### Zur Bearbeitung
Wie lautet der Textauszug von „Ganz verschwunden ist“ bis einschließlich „es dort genug.“, wenn Sie darin „Ökopartei“ durch „Umweltpartei“ ersetzen?

### Textauszug
>>
Ganz verschwunden ist das Zerrbild der
Grünen als Chaotentruppe. Jahrelang wurde von der ÖVP das rot-grüne
Chaos beschworen, nun ist diese Chiffre sang- und klanglos
untergegangen. Wer sollte es auch noch glauben? Was immer man von den
Grünen halten mag, sie sind auf jeden Fall die mit Abstand
seriöseste und unbescholtenste Kraft am politischen Markt,
weitgehend korruptionsfrei und auch was Ämter- und Postengeilheit
betrifft, nicht im ungustiösen Vorderfeld angesiedelt. Es wird
sowieso genug abfallen für die jetzt noch wenig in den
Staatsapparaten verankerte Ökopartei. Während die SPÖ gezwungen
ist, Parteiangestellte zu entlassen, werden die Grünen in den
nächsten Monaten kräftig aufrüsten können. Qualifizierte Leute
gibt es dort genug.
<<
### Vorliegendes Material
>>
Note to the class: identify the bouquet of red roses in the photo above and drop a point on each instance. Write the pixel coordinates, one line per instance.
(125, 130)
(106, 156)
<<
### Antwortfeld
Ganz verschwunden ist das Zerrbild der
Grünen als Chaotentruppe. Jahrelang wurde von der ÖVP das rot-grüne
Chaos beschworen, nun ist diese Chiffre sang- und klanglos
untergegangen. Wer sollte es auch noch glauben? Was immer man von den
Grünen halten mag, sie sind auf jeden Fall die mit Abstand
seriöseste und unbescholtenste Kraft am politischen Markt,
weitgehend korruptionsfrei und auch was Ämter- und Postengeilheit
betrifft, nicht im ungustiösen Vorderfeld angesiedelt. Es wird
sowieso genug abfallen für die jetzt noch wenig in den
Staatsapparaten verankerte Umweltpartei. Während die SPÖ gezwungen
ist, Parteiangestellte zu entlassen, werden die Grünen in den
nächsten Monaten kräftig aufrüsten können. Qualifizierte Leute
gibt es dort genug.